DESCRIPTION OF THE TASK: Any picture must be dropped, but each line of the data should be duplicated exactly.
Start of ENTRIES SUPPLIED
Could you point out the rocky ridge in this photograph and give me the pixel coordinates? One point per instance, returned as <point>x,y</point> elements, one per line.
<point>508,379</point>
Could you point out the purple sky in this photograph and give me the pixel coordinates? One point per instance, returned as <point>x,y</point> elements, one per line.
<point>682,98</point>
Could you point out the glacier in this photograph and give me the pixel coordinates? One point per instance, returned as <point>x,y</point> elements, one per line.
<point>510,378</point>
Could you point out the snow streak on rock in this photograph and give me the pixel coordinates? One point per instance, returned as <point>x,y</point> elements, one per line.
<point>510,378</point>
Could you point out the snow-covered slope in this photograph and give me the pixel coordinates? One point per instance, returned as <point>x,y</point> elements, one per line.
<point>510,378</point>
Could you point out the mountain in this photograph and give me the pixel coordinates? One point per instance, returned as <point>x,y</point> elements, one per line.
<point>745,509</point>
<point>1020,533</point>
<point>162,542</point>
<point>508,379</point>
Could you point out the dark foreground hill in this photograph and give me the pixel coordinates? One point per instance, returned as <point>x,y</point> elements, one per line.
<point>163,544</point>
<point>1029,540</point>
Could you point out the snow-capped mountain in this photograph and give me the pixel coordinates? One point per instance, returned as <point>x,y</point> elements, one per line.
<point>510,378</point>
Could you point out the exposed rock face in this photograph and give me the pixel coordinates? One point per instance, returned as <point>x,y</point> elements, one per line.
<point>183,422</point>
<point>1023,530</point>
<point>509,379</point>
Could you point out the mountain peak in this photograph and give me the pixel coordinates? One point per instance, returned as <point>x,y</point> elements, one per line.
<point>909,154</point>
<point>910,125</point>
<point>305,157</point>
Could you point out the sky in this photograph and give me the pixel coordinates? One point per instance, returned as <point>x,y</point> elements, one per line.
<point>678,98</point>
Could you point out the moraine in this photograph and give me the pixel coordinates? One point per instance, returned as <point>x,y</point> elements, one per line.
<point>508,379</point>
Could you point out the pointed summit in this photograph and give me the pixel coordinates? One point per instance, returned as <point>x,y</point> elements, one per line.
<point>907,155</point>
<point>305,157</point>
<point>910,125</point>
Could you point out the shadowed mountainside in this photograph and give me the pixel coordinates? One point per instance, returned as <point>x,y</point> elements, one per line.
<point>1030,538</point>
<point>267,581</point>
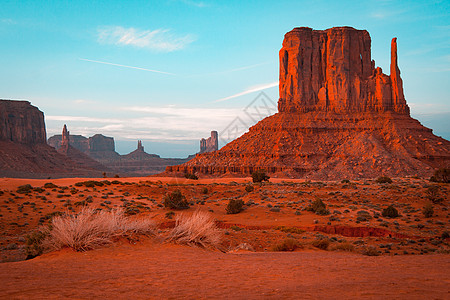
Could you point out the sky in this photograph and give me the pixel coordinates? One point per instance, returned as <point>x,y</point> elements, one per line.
<point>169,72</point>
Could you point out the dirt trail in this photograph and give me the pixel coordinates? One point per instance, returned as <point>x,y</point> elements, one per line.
<point>153,271</point>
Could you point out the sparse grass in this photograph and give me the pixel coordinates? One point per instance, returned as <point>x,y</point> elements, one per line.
<point>287,245</point>
<point>428,210</point>
<point>50,185</point>
<point>345,246</point>
<point>383,179</point>
<point>235,206</point>
<point>318,207</point>
<point>370,251</point>
<point>191,176</point>
<point>260,176</point>
<point>24,189</point>
<point>175,200</point>
<point>390,212</point>
<point>321,244</point>
<point>433,194</point>
<point>90,229</point>
<point>441,175</point>
<point>199,229</point>
<point>290,229</point>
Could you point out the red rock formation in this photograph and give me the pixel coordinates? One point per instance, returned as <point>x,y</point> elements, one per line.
<point>210,144</point>
<point>21,122</point>
<point>339,117</point>
<point>332,70</point>
<point>23,148</point>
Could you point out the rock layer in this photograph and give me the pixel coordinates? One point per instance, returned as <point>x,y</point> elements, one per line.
<point>210,144</point>
<point>339,117</point>
<point>21,122</point>
<point>332,70</point>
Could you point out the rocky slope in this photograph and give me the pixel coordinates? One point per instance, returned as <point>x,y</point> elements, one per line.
<point>23,148</point>
<point>339,117</point>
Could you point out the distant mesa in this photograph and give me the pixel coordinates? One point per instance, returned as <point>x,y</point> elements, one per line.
<point>101,149</point>
<point>339,117</point>
<point>210,144</point>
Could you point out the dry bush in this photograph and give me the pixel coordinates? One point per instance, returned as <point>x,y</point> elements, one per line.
<point>198,229</point>
<point>321,243</point>
<point>345,246</point>
<point>90,229</point>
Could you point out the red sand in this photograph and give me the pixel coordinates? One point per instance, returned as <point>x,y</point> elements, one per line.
<point>151,270</point>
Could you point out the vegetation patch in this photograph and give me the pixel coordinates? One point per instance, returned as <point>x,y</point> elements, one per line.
<point>318,207</point>
<point>390,212</point>
<point>235,206</point>
<point>199,229</point>
<point>175,200</point>
<point>383,179</point>
<point>259,176</point>
<point>288,244</point>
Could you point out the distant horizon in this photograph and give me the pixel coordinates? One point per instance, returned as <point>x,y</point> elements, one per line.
<point>169,72</point>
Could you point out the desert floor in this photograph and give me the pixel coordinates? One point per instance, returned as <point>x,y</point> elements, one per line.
<point>411,252</point>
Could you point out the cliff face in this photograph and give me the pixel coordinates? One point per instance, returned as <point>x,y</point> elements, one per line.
<point>23,148</point>
<point>332,70</point>
<point>21,122</point>
<point>339,117</point>
<point>210,144</point>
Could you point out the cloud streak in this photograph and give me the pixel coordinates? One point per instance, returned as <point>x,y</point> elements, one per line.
<point>158,40</point>
<point>125,66</point>
<point>249,91</point>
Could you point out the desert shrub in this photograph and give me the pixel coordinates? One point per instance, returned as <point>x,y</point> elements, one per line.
<point>234,206</point>
<point>90,229</point>
<point>390,212</point>
<point>441,175</point>
<point>175,200</point>
<point>287,245</point>
<point>38,189</point>
<point>260,176</point>
<point>190,176</point>
<point>34,242</point>
<point>370,251</point>
<point>383,179</point>
<point>169,215</point>
<point>318,207</point>
<point>199,229</point>
<point>24,189</point>
<point>428,210</point>
<point>321,243</point>
<point>290,229</point>
<point>50,185</point>
<point>90,183</point>
<point>433,194</point>
<point>345,246</point>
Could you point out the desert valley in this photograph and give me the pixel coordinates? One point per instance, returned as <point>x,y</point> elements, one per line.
<point>340,194</point>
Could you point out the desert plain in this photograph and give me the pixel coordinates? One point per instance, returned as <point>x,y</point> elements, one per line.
<point>351,251</point>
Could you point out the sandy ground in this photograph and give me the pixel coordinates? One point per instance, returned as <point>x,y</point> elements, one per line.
<point>273,212</point>
<point>155,271</point>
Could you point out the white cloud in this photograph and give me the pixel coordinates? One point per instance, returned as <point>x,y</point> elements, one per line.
<point>249,90</point>
<point>124,66</point>
<point>158,39</point>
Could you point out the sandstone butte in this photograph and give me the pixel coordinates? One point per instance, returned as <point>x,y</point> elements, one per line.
<point>338,117</point>
<point>23,146</point>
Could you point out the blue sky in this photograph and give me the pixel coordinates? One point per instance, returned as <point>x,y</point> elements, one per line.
<point>53,53</point>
End of ENTRIES SUPPLIED
RESULT OF THE TASK:
Could you point out the rocky ridge in this photograph and give me the pixel coordinates? One point per instance, returned as <point>x,y</point> elements, one per line.
<point>508,379</point>
Could you point out the purple sky in this photograph and give me the pixel coordinates? One point per instance, returned as <point>x,y</point> elements, one per line.
<point>682,98</point>
Could you point out the glacier in this photograph and give me the pixel coordinates? One point per instance, returned as <point>x,y</point> elements, one per line.
<point>510,378</point>
Could you point out the snow streak on rock in this photograph and give me the pixel coordinates? One point per instance, returned as <point>x,y</point> elements, one per line.
<point>510,378</point>
Could you point out the snow-covered slope in this photograph and give me the pixel coordinates? One point per instance, returned as <point>x,y</point> elements, one per line.
<point>510,378</point>
Could you point out the mountain in this photograph and give me the pixel coordinates? One point per instance, returned as <point>x,y</point> elements, one per line.
<point>745,509</point>
<point>1020,533</point>
<point>162,542</point>
<point>508,379</point>
Could you point out the dark foreground hill in this photograph and give me the pixel coordinates? One point per instance, returned as <point>x,y</point> elements, one per line.
<point>163,544</point>
<point>1029,540</point>
Could you point out the snow-capped mountain in this photograph and give me the pixel coordinates? One point per instance, returned as <point>x,y</point> elements, one per line.
<point>510,378</point>
Could you point out the exposed rock face in this photograph and give me the pixel coordinates? One point per instance, returned as <point>x,y</point> elements, one per line.
<point>183,422</point>
<point>1023,530</point>
<point>509,379</point>
Could you point out the mountain peak in this photograph and give me the pixel coordinates? One point per instance, returned as <point>x,y</point> elements, one per line.
<point>909,154</point>
<point>910,125</point>
<point>305,157</point>
Could you point out the sky in this photograph and give me the pixel coordinates? One point per instance, returned as <point>x,y</point> elements, one per line.
<point>678,98</point>
Could you point out the moraine in this photograph and give me the pixel coordinates? One point per instance, returned as <point>x,y</point> elements, one per line.
<point>508,379</point>
Could you point out the pointed summit in this photograph and give me the pixel coordinates? One point per instance, returned as <point>x,y</point> elements, one per line.
<point>907,155</point>
<point>305,157</point>
<point>910,125</point>
Could you point out the shadowed mountainside in this photograph and give me the pixel coordinates? One point per instance, returned as <point>x,y</point> elements, one per line.
<point>1030,538</point>
<point>267,581</point>
Could you point out the sky in this photograph and give me the pixel coordinates? One point per instance, returned as <point>x,y</point> elements, one per line.
<point>169,72</point>
Could you point out the dirt trail in this photograph and give me the pixel coordinates? One point per instance, returned as <point>x,y</point> elements, one per line.
<point>153,271</point>
Could you point out the sparse grass in this photograph and give me the pixel coordinates? One point per instance, returned as <point>x,y</point> elements, one per line.
<point>287,245</point>
<point>428,210</point>
<point>50,185</point>
<point>345,246</point>
<point>383,179</point>
<point>235,206</point>
<point>318,207</point>
<point>370,251</point>
<point>191,176</point>
<point>260,176</point>
<point>24,189</point>
<point>175,200</point>
<point>390,212</point>
<point>321,244</point>
<point>433,194</point>
<point>90,229</point>
<point>441,175</point>
<point>199,229</point>
<point>290,229</point>
Could you point out the red rock formation in this photograph and give me the pixel coordinates? One point per instance, returned as <point>x,y</point> elements, one per line.
<point>210,144</point>
<point>21,122</point>
<point>339,117</point>
<point>332,70</point>
<point>23,148</point>
Could you point out the rock layer in this photograph and give me the pixel coordinates? One point per instance, returned as <point>x,y</point> elements, one per line.
<point>210,144</point>
<point>339,117</point>
<point>21,122</point>
<point>332,70</point>
Could you point out the rocky slope in this photograph and give me the pixel coordinates? One point per instance, returned as <point>x,y</point> elements, one per line.
<point>23,148</point>
<point>339,117</point>
Could you point out the distant mesa in this photograph and give me the pixel coordinates? One point per instance, returned as <point>x,y</point> elements, one per line.
<point>101,149</point>
<point>339,117</point>
<point>210,144</point>
Could you point out the dry bush in this photograph and give me the pixel coordinates? One point per instance, returned as <point>x,y</point> elements, one per line.
<point>198,229</point>
<point>321,243</point>
<point>345,246</point>
<point>90,229</point>
Could you point out the red sand in this photograph and give me the pixel coordinates? One point per instance, returned as <point>x,y</point> elements, one per line.
<point>151,270</point>
Could you point out the vegetation patch in this photograph and give me the pixel coordinates? One point per instance, returned as <point>x,y</point> elements, one per line.
<point>318,207</point>
<point>390,212</point>
<point>235,206</point>
<point>199,229</point>
<point>175,200</point>
<point>383,179</point>
<point>259,176</point>
<point>288,244</point>
Could you point out the distant horizon in this photograph and give me the pixel coordinates? One point per instance, returned as <point>x,y</point> elements, one per line.
<point>169,72</point>
Could you point out the desert floor in this photograph and give me the pixel coordinates? One point per instance, returned as <point>x,y</point> elements, one per line.
<point>411,252</point>
Could you point out the cliff face in this photograph and give me the pixel coordinates? One point per instance, returned as <point>x,y</point> elements, one per line.
<point>23,148</point>
<point>332,70</point>
<point>21,122</point>
<point>339,117</point>
<point>210,144</point>
Could you point out the cloud streak in this photograph and give me the pixel coordinates? One point per instance, returned as <point>x,y</point> elements, one per line.
<point>158,40</point>
<point>125,66</point>
<point>249,91</point>
Could you point out the desert shrub in this photograph and give me the pixel coordinates? One point per instance, returned as <point>x,y</point> elements, one per line.
<point>234,206</point>
<point>90,229</point>
<point>390,212</point>
<point>441,175</point>
<point>175,200</point>
<point>287,245</point>
<point>38,189</point>
<point>260,176</point>
<point>190,176</point>
<point>34,242</point>
<point>370,251</point>
<point>383,179</point>
<point>169,215</point>
<point>318,207</point>
<point>199,229</point>
<point>24,189</point>
<point>428,210</point>
<point>321,243</point>
<point>290,229</point>
<point>50,185</point>
<point>90,183</point>
<point>433,194</point>
<point>345,246</point>
Could you point out the desert valley in this photograph and give me the pixel coordinates? One point per instance, returned as <point>x,y</point> elements, one per line.
<point>340,194</point>
Could you point out the desert plain in this photograph and give me the pixel coordinates? One point per instance, returned as <point>x,y</point> elements, one per line.
<point>351,251</point>
Could you point out the sandy ground in this photograph and give me the pixel coordinates? One point per instance, returned as <point>x,y</point> elements, one per line.
<point>273,212</point>
<point>155,271</point>
Could you point out the white cloud in this photograph and give me the pixel coordinates? One point per instance, returned as <point>x,y</point> elements, one per line.
<point>249,90</point>
<point>124,66</point>
<point>158,39</point>
Could you point out the sandstone butte in this photograph and give me the pixel coordinates? One point per instance, returned as <point>x,y</point> elements, one per line.
<point>338,117</point>
<point>23,146</point>
Could you point out the blue sky in this photograph and give me the pixel coordinates? One point per instance, returned as <point>x,y</point> elements, one per line.
<point>53,53</point>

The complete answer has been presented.